- WHAT THIS TASK INVOLVES
Repeat nothing but the lines below running from the one containing "Need: a dot on each instance of the orange t-shirt, one" to the one containing "[(302, 394), (273, 128), (369, 347), (393, 393)]". Keep both end lines.

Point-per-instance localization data
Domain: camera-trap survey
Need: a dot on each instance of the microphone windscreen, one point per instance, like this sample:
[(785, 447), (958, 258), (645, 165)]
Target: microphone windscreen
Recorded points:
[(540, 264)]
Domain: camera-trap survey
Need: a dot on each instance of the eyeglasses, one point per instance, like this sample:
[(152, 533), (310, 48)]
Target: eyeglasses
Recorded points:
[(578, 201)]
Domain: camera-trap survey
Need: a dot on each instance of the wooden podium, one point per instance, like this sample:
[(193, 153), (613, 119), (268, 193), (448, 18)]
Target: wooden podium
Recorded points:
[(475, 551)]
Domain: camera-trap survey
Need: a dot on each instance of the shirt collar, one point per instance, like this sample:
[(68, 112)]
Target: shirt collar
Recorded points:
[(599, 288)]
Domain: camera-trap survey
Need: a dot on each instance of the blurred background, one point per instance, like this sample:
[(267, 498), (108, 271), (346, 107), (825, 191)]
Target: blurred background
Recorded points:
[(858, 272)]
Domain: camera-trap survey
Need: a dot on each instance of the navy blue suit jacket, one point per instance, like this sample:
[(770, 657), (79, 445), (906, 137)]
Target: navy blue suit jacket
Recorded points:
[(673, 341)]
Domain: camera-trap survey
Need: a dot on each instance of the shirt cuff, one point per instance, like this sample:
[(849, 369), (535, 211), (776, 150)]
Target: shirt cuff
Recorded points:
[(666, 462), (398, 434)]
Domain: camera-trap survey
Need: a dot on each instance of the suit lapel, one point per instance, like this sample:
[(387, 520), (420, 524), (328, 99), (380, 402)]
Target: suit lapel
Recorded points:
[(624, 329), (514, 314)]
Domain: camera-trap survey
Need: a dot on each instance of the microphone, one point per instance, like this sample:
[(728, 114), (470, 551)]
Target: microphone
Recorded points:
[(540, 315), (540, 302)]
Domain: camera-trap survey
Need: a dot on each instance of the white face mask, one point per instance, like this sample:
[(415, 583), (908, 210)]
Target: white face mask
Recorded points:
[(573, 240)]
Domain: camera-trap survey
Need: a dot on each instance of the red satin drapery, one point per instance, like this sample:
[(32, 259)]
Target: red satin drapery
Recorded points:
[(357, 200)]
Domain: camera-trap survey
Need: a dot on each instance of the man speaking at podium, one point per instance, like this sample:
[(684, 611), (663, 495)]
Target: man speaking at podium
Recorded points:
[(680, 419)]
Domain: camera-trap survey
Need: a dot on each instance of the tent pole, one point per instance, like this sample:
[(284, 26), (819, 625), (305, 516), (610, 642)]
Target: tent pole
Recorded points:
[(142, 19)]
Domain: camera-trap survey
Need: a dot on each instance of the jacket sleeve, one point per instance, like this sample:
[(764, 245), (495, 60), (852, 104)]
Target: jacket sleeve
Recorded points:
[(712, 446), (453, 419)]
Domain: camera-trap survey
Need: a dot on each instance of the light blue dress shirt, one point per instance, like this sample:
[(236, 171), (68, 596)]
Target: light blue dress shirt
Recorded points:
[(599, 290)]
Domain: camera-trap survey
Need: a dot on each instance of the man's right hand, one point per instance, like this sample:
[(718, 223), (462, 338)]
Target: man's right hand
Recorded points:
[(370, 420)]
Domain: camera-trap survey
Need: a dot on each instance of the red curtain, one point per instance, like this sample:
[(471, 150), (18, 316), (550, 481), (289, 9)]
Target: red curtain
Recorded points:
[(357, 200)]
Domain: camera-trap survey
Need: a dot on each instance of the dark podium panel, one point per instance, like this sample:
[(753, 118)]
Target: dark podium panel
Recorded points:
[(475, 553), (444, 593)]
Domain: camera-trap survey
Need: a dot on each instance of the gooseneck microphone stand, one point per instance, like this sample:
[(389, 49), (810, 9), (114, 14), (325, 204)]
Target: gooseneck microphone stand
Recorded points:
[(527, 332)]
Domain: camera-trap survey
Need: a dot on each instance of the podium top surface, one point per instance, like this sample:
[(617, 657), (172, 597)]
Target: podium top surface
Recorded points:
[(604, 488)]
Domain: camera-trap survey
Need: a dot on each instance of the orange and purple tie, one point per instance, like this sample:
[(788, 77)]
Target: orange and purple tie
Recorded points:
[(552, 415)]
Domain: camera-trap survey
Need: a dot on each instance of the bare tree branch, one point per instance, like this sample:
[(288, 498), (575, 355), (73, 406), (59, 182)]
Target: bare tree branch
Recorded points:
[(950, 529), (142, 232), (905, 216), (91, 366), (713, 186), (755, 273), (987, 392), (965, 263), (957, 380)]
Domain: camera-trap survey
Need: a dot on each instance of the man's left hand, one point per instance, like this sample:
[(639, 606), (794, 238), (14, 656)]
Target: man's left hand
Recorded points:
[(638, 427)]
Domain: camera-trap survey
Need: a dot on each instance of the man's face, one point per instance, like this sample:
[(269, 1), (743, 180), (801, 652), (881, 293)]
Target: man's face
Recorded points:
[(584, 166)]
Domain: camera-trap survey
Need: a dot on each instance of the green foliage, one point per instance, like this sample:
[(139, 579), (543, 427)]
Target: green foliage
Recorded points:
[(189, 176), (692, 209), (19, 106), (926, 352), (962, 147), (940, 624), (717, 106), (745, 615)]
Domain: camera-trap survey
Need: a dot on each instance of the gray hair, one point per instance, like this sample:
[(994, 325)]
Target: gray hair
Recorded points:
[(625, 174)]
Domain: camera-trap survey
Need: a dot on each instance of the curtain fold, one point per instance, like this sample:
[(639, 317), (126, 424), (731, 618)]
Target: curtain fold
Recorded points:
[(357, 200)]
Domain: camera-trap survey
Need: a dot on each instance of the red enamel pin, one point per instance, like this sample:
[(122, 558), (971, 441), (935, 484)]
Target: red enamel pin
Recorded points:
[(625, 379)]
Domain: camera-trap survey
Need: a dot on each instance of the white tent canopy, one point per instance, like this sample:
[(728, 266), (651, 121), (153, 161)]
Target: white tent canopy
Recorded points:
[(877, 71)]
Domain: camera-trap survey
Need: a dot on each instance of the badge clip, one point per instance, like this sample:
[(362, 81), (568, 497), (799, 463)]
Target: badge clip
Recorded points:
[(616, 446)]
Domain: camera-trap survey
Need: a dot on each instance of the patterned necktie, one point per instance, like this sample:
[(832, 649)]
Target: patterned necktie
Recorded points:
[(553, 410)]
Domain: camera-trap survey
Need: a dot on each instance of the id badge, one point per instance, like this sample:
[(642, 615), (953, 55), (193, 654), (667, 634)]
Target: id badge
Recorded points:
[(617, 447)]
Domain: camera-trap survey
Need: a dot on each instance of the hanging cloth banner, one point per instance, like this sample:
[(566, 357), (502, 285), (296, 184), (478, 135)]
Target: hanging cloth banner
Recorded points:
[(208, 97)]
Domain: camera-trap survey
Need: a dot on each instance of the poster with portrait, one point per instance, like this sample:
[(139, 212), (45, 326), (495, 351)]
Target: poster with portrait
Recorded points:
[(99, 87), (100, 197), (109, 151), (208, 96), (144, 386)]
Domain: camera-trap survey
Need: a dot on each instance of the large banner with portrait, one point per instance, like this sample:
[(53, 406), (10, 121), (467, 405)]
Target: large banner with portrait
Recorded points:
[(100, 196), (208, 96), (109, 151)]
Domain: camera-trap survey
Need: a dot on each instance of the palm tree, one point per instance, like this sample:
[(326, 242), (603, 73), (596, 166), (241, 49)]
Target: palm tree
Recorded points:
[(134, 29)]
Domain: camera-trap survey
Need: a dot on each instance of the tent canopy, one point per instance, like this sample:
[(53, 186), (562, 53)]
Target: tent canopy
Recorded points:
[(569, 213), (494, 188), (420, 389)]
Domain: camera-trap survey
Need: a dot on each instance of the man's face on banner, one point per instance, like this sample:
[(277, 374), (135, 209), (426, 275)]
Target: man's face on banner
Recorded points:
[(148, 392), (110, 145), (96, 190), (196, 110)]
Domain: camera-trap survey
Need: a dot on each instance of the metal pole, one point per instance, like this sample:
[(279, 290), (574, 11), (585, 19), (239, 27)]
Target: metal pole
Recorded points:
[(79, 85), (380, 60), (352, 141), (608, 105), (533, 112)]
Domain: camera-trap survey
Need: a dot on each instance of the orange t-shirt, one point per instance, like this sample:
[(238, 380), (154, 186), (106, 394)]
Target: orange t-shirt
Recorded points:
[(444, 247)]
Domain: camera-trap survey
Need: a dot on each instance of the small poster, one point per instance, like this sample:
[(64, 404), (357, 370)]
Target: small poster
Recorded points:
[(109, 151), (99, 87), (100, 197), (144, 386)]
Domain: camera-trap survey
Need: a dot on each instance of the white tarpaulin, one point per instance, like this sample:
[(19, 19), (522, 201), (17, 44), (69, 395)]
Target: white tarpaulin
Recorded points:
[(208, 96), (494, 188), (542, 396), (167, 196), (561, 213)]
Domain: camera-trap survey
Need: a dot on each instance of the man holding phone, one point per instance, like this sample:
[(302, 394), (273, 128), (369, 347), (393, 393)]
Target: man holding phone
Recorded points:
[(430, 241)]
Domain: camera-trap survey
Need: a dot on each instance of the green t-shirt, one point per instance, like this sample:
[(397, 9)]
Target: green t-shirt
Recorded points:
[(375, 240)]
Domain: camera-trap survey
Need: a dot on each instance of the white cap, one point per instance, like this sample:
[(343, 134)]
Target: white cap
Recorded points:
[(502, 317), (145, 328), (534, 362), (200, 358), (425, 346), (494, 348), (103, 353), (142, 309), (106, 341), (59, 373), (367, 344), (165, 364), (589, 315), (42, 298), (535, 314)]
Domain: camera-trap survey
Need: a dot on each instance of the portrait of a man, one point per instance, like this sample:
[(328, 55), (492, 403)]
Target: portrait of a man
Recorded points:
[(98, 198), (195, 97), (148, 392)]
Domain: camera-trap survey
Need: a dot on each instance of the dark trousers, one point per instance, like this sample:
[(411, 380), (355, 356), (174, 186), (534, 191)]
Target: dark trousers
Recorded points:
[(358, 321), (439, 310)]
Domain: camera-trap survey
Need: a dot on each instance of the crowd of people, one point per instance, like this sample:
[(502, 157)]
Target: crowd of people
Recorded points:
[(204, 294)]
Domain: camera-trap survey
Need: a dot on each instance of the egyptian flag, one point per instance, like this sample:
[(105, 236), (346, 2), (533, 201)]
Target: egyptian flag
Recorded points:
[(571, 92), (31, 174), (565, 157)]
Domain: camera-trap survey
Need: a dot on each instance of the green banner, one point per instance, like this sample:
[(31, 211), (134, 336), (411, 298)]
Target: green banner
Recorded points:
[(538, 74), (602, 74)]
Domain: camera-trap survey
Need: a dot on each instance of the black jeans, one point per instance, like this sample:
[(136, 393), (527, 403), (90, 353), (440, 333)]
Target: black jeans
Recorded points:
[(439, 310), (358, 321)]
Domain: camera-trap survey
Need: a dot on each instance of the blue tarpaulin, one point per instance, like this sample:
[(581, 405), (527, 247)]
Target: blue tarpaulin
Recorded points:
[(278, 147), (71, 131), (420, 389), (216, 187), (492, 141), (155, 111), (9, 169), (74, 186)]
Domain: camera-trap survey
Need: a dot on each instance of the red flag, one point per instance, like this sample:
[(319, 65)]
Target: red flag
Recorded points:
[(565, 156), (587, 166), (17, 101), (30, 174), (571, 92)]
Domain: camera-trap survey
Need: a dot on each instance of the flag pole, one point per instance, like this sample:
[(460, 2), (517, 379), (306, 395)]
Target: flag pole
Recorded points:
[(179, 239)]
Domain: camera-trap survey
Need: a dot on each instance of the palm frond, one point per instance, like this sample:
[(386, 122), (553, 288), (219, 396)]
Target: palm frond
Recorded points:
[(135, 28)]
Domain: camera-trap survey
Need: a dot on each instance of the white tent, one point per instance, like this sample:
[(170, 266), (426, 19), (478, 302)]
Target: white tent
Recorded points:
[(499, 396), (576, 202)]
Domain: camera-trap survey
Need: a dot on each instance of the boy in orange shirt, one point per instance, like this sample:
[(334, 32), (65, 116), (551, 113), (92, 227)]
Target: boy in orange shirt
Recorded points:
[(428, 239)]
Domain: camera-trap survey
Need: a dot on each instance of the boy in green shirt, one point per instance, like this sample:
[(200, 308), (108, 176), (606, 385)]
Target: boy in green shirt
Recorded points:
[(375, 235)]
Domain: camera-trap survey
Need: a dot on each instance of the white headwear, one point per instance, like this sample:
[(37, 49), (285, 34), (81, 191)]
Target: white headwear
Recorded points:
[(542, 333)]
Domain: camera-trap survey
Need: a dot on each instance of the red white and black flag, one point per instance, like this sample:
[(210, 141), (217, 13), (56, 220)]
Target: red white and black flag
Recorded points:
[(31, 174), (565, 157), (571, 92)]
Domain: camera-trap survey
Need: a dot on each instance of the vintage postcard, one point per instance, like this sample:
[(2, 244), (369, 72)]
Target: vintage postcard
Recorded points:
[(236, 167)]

- EXPECTED ANSWER
Need: a dot on each instance of the orange t-shirt, one point per instance, like this sample:
[(238, 380), (154, 186), (106, 394)]
Target: orange t-shirt
Recorded points:
[(444, 247)]
Domain: camera-trap survey
Need: a dot on each instance of the small poster, one point per instance, like this sample:
[(64, 404), (357, 370)]
Target: small poster
Recorded points:
[(109, 151), (99, 87), (100, 197), (144, 386)]
Domain: camera-trap survey
Need: a dot on each instance of the white tarpaulin, one point per instance, like this sample:
[(19, 19), (522, 201), (17, 44), (69, 395)]
Target: white tarpaulin
Recorded points:
[(208, 96), (494, 188), (542, 396), (167, 196), (561, 213)]
Domain: camera-trap survey
Need: a dot on each instance of the man holding phone, one point per instance, like this sample:
[(302, 394), (273, 128), (369, 347), (393, 393)]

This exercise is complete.